**EXCERPTED PASSAGE**.

··········

The Celebrity Factor - the "rock star of science" physician.
Both Diane Sawyer and Bill Weir both were quick to point out that Dr. Agus had consulted with Lance Armstrong and Ted Kennedy and as Weir stated, “… kept Steve Jobs alive years beyond what anyone thought was possible."
           Stop right there. Lance, Ted and Steve. Not your everyday individuals. Not your everyday, readily preventable cancers, either. As far as I know there is NO prevention, not to mention early detection, for glioblastoma, the lethal form of brain cancer that claimed Senator Kennedy's life.  Perhaps there’s some combination of blood markers that’s detailed in the book but this small and obviously intentional mention of the three famous patients propagates existing disparities in our medical system.

··········

**DATA UNDER STUDY**.
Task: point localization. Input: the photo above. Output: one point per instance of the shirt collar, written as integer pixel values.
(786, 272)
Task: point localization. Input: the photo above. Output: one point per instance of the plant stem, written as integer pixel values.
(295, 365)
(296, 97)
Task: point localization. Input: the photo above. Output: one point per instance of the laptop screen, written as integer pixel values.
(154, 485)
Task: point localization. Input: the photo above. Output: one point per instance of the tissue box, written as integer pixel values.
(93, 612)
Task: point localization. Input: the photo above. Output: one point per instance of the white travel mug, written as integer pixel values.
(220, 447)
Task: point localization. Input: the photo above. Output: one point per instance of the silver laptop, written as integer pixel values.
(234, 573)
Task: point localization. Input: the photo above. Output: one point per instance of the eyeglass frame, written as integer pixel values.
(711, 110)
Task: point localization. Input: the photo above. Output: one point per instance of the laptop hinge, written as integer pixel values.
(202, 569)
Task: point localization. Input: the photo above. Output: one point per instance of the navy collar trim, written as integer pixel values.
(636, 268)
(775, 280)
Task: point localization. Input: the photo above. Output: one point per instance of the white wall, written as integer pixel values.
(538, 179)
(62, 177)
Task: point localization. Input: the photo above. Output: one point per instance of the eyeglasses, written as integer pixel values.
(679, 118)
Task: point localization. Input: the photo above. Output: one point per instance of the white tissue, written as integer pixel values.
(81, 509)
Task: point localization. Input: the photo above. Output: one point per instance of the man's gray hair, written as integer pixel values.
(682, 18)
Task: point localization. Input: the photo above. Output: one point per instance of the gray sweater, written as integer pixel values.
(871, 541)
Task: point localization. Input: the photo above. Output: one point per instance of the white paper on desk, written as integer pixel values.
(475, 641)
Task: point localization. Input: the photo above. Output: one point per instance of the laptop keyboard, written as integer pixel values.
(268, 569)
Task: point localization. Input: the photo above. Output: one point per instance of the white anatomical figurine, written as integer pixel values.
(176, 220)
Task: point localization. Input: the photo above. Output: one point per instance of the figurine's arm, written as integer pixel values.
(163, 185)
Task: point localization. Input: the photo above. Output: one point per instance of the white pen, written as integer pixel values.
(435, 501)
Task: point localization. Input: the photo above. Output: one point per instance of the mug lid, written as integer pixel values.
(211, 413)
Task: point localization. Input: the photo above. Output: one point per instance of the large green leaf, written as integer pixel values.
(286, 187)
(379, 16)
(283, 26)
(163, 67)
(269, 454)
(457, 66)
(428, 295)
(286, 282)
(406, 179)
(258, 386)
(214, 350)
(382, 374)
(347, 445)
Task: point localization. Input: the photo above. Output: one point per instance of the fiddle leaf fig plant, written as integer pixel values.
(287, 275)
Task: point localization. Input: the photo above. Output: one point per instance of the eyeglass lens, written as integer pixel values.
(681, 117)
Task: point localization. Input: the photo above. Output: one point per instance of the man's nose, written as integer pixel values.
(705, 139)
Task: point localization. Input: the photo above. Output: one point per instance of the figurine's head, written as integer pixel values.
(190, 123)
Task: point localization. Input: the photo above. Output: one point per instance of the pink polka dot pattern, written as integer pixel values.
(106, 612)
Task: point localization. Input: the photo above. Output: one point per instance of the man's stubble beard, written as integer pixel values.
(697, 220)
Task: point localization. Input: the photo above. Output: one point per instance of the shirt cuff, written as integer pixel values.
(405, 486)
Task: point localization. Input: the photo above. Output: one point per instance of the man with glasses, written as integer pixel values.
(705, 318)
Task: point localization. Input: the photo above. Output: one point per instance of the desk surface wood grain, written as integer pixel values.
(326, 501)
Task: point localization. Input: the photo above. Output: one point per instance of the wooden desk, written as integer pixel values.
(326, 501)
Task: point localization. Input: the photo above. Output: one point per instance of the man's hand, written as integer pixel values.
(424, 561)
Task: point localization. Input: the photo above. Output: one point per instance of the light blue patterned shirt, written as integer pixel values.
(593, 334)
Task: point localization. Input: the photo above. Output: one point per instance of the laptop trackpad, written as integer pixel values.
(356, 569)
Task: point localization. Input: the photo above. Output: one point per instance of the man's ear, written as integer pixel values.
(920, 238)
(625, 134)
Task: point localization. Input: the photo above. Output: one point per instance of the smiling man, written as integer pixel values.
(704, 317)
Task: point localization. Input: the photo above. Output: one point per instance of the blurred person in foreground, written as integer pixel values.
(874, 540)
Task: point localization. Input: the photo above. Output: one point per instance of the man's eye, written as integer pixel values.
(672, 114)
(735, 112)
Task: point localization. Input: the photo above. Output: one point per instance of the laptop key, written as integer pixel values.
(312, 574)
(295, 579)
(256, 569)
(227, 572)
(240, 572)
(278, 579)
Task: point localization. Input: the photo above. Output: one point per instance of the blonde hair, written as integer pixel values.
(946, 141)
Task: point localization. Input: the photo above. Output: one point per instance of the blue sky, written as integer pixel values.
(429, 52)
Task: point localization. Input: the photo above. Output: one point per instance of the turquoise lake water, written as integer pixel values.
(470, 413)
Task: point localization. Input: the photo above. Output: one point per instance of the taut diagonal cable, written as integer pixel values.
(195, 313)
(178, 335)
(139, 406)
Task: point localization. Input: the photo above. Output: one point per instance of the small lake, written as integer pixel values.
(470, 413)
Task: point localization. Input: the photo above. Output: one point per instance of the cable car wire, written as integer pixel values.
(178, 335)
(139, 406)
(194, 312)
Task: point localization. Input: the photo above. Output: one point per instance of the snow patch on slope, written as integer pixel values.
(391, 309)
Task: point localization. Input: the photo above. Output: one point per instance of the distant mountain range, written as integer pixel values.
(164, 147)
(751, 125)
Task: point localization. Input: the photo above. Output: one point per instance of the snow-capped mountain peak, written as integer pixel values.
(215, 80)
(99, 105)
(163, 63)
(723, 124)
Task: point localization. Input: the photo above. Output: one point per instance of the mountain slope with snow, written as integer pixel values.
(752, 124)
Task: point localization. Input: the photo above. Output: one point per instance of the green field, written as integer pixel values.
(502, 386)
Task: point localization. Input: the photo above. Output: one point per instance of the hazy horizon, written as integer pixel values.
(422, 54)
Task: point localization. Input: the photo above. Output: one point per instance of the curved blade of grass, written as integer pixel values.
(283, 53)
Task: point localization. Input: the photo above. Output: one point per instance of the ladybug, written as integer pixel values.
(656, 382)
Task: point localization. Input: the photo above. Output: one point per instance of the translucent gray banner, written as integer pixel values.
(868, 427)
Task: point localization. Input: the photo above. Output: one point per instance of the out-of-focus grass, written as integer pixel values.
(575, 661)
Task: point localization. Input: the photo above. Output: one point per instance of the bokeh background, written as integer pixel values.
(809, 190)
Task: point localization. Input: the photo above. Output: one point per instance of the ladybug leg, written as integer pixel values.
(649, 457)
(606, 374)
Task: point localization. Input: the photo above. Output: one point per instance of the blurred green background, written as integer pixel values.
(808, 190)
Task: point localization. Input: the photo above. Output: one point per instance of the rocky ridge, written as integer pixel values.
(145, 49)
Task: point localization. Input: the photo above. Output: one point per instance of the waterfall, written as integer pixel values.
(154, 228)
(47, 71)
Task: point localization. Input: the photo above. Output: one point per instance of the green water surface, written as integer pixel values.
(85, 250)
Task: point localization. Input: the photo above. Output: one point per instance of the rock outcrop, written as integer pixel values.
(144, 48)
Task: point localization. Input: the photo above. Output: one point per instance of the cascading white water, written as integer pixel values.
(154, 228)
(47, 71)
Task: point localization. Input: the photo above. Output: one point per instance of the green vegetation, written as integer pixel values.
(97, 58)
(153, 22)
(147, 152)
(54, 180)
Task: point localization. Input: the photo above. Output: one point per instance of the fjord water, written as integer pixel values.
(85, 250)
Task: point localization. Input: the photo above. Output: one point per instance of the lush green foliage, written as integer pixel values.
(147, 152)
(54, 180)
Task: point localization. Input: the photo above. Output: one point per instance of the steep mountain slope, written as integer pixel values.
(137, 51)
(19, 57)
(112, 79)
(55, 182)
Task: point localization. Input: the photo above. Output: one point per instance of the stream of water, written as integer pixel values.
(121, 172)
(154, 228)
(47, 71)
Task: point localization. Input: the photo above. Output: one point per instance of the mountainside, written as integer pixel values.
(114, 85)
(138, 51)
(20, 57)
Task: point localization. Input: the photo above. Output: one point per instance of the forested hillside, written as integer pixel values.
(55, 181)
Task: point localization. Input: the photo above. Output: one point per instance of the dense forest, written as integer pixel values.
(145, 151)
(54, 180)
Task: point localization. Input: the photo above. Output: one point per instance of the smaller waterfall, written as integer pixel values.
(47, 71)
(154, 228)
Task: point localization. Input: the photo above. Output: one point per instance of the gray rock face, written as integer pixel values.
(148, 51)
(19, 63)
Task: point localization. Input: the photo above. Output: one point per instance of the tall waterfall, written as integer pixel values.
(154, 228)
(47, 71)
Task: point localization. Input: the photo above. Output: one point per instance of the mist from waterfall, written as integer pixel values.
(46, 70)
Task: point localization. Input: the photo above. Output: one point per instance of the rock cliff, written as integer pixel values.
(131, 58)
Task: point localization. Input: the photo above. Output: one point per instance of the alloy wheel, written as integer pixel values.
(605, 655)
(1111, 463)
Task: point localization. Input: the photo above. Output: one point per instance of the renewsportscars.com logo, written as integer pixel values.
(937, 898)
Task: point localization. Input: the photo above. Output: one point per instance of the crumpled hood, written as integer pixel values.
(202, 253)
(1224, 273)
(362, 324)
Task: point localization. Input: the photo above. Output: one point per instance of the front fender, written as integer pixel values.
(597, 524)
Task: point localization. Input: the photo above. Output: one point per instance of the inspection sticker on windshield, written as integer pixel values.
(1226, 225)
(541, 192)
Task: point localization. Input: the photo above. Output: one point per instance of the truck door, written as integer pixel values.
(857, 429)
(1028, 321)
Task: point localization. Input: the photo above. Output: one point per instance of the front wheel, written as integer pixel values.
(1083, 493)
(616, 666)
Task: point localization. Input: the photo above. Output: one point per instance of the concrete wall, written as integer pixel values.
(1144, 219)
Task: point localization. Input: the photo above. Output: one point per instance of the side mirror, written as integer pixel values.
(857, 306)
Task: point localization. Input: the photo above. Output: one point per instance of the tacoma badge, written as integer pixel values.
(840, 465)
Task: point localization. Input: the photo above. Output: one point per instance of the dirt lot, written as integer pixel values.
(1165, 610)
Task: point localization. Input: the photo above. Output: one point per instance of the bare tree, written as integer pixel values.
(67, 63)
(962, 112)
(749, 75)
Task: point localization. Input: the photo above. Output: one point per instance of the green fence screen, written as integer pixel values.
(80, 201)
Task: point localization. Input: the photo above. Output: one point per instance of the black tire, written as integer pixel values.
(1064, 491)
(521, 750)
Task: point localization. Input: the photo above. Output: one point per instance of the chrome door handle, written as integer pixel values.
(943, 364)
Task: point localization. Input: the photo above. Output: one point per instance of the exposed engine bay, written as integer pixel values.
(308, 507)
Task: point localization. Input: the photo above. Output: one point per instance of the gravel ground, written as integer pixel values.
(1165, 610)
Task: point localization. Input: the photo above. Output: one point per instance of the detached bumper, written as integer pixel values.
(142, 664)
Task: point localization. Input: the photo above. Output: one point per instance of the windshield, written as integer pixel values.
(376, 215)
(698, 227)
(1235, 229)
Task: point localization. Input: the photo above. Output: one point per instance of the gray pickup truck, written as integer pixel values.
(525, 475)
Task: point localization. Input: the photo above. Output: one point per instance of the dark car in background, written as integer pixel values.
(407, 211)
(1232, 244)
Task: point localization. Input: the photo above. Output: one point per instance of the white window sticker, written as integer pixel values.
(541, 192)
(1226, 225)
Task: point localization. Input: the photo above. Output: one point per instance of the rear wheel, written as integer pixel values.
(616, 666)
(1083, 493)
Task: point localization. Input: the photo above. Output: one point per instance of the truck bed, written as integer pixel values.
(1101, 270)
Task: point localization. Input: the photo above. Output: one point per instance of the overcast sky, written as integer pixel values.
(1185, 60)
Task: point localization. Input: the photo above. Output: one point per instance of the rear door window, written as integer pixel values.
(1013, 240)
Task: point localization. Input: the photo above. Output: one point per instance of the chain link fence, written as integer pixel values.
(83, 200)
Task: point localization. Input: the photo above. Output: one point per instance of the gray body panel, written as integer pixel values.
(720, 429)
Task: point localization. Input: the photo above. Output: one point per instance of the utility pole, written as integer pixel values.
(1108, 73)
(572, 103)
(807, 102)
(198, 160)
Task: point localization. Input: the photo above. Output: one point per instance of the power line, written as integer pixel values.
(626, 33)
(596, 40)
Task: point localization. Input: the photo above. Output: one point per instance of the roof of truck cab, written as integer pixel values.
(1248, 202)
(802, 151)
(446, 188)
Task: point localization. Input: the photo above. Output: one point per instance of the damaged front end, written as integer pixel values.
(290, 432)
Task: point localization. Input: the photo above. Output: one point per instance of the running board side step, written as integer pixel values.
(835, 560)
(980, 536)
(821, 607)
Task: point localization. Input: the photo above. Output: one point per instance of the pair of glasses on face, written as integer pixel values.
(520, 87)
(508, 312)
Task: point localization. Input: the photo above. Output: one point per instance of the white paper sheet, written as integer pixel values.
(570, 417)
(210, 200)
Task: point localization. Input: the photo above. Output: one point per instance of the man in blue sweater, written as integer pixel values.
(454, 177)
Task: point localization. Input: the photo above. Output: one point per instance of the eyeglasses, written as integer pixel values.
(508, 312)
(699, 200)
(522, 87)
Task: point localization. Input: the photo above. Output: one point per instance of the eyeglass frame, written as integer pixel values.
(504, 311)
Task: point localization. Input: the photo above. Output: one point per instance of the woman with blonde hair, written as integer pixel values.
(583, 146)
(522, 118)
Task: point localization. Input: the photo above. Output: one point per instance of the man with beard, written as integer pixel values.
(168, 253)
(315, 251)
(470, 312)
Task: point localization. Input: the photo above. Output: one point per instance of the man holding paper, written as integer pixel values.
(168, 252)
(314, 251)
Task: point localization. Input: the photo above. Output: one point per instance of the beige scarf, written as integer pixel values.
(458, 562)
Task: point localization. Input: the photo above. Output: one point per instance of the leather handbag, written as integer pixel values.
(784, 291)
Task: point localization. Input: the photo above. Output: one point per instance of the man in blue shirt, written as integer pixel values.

··········

**WORK ORDER A**.
In the passage on the celebrity physician, which form of brain cancer claimed Senator Kennedy's life?
**WORK ORDER B**.
Reproduce the passage on the celebrity physician word for word, beginning at the words "The Celebrity Factor" and stopping after "our medical system.".
**WORK ORDER C**.
Take the passage on the celebrity physician further, starting after its last sentence.
The rows have no connection to the passage on the celebrity physician.

**EXPECTED OUTPUT A**.
Glioblastoma.

**EXPECTED OUTPUT B**.
The Celebrity Factor - the "rock star of science" physician.
Both Diane Sawyer and Bill Weir both were quick to point out that Dr. Agus had consulted with Lance Armstrong and Ted Kennedy and as Weir stated, “… kept Steve Jobs alive years beyond what anyone thought was possible."
           Stop right there. Lance, Ted and Steve. Not your everyday individuals. Not your everyday, readily preventable cancers, either. As far as I know there is NO prevention, not to mention early detection, for glioblastoma, the lethal form of brain cancer that claimed Senator Kennedy's life.  Perhaps there’s some combination of blood markers that’s detailed in the book but this small and obviously intentional mention of the three famous patients propagates existing disparities in our medical system.

**EXPECTED OUTPUT C**.
           One of the secret fears of any person with a life-threatening illness is that somehow, somewhere, there's some treatment that's better than what they can access or afford. To this end too many troll the internet, buying vitamins, supplements, treatments and other 'cures' from quack doctors and companies. Thousands of people who are perfectly healthy do the same thing in the hope of slowing aging or enhancing athletic performance. There are too many people who think that anyone who puts up a professional-looking web page with the MD tagging along after their name is a "rock star doctor." Do you think I’m exaggerating?  Hang around Twitter for a day and watch what people are buying, thinking and doing as part of a ‘healthy’ lifestyle.
           The best doctors are those who partner with you. That’s the new health equation. The NIGHTLINE piece mistakenly leaves the impression that big doctor, big technology leads to big health when in fact, the opposite is just as true. The accretion of everyday choices, how much we move, what we eat, what we do and do not do, even how we think combined yes, with good technology and medical guidance can lead to good health for many.
          Ultimately, the real ‘rock star doctors’ don't have time for television interviews. That doesn't make them any less than those on the best seller lists. They are the ones, who, often late at night, answer emails from patients who aren't even theirs just to set someone straight.

What Didn't Meet the Eye
Anytime you hear the phrase "cutting edge technology" in health care stories take a deep breath. Cutting edge usually means procedures your insurance carrier is bound to deny -- unless Medicare decides to cover it first. Then your carrier will eventually follow suit.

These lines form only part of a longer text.